Labeling entries for object positions:
==*==

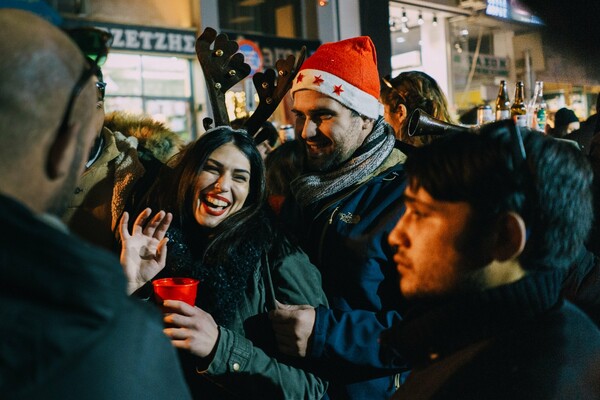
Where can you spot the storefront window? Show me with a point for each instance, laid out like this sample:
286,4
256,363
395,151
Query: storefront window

==*==

### REQUEST
Format the material above as a Markdown table with the columns Row and Line, giving each nonblank line its own numbered row. Omit the pictures.

### COMPLETED EXERCISE
| Row | Line |
|---|---|
| 1 | Where can you spot the storefront window? Show me with a point for each instance, laid out like this sample: |
| 2 | 286,4 |
| 3 | 256,363 |
| 4 | 395,151 |
| 5 | Query: storefront window |